Understanding and improving VMware snapshot integration in FreeNAS 4

Those who followed my previous posts know that I am using a storage server called FreeNAS in a VMware virtualization environment. There are several benefits of why one would use a storage server rather than just a trivial storage solution. Two of such major benefits are snapshots and replication.

In this article I will discuss the challenges of doing ZFS snapshots on a FreeNAS server, which is used for storing VMware VMs, how the existing FreeNAS-VMware integration is implemented, what the limitations of the current implementation are and will propose changes to improve the integration.

By following through you will be able to understand the challenges, the existing setup and whether you are affected. If you are affected you could install a patch to resolve any issues until the fixes are incorporated in the official source code.

Basics

A snapshot is a read-only copy of a storage volume at the time the snapshot was generated. Though it acts as a copy of the volume, effectively the snapshot shares data with the live volume, which results in low additional storage requirements. Any changes to the live volume will not overwrite the original data, instead they will exist side-by-side until the snapshot is deleted. Since snapshots are not copies of actual data and since only small amount of meta data is written during creation, snapshots are very quick. Snapshots are great tools in backup and recovery and essentially allow you to go back in time to recover files or undo changes.

As discussed in a previous article, storage (as most technical systems) comes in layers and different types of snapshots can be made at different layers. In this article I will deal with two types of snapshots: snapshots at the storage server layer (ZFS snapshots) and snapshots at the virtualization layer (VM snapshots). ZFS snapshots are snapshots of a volume, which may contain one or more disks of Virtual Machines (VMs) as well as other files. VM snapshots are snapshots that VMware creates of a disk or disks of a VM.

Replication is a process in which a storage volume’s data is synchronized to a different volume. The target volume can be on another machine and in another location, making replication a critical mechanism to achieve high availability and to implement backup and restore procedures. Some systems allow for online replication, where data of a live volume is replicated in real-time (and synchronously) to another volume. ZFS only allows for asynchronous replication and requires that the source is read-only during the transfer. Since it is not practical to put most live volumes in read-only mode for the purpose of replication, snapshots are used often as a way to “freeze” a volume so its data can be replicated.

Implementing snapshots in our storage system will provide us with the benefits mentioned above as well as enable us to replicate our volumes.  Let’s discuss snapshots in more detail in the context of FreeNAS/VMware setup. I will not discuss replication in more detail in this article. You might want to read this easy to follow tutorial on snapshots and replication for more in depth knowledge.

Challenges of Using Snapshots with Virtualization

A key concern when making snapshots of live VM’s data is “consistency“. Consistency refers to the ability to correctly go back to the saved state that was captured by the snapshot. The reason you might find yourself unable to go back to the correct state might be if a snapshot is taken at a point in time when part of a critical change has yet to be written to disk and is still in memory (or have not been received/calculated yet). Thus only half of a critical change is captured in the snapshot resulting an invalid, corrupted state. This could be at the file system level or at an application level (such as the case with a database). Many systems are not sensitive to this, but many are, especially performance sensitive systems that keep data in memory. Restoring from such a snapshot is similar to booting a machine after it has power-cycled or crashed. Most of the times it will boot fine and recover, but a professional has to be ready for a scenario when the machine is not booting or the database is not going online correctly. Because of the similarity to crashing, such snapshots are called crash-consistent snapshots. Effectively, any ZFS snapshot you make of a volume containing VMs will be a crash-consistent snapshot unless you take certain measures.

....

**Set problem A**
Set down the FreeNAS snapshot article word for word, everything from "Those who followed" down to "official source code.".
**Set problem B**
According to the FreeNAS snapshot article, what kind of snapshot is any ZFS snapshot of a volume containing VMs unless certain measures are taken?

**Material provided**

....

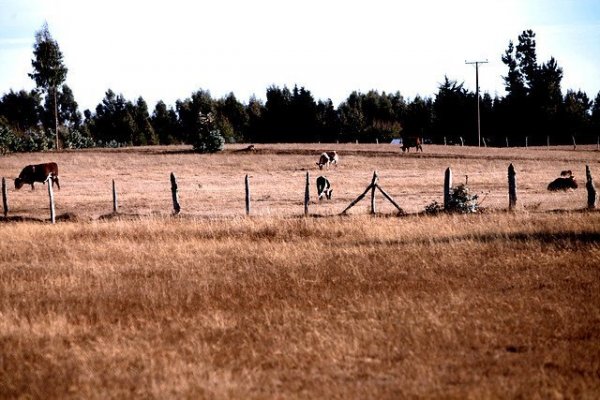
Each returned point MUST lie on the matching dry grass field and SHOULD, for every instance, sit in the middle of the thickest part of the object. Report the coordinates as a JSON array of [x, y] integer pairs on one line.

....

**Correct response A**
Those who followed my previous posts know that I am using a storage server called FreeNAS in a VMware virtualization environment. There are several benefits of why one would use a storage server rather than just a trivial storage solution. Two of such major benefits are snapshots and replication.

In this article I will discuss the challenges of doing ZFS snapshots on a FreeNAS server, which is used for storing VMware VMs, how the existing FreeNAS-VMware integration is implemented, what the limitations of the current implementation are and will propose changes to improve the integration.

By following through you will be able to understand the challenges, the existing setup and whether you are affected. If you are affected you could install a patch to resolve any issues until the fixes are incorporated in the official source code.

**Correct response B**
A crash-consistent snapshot.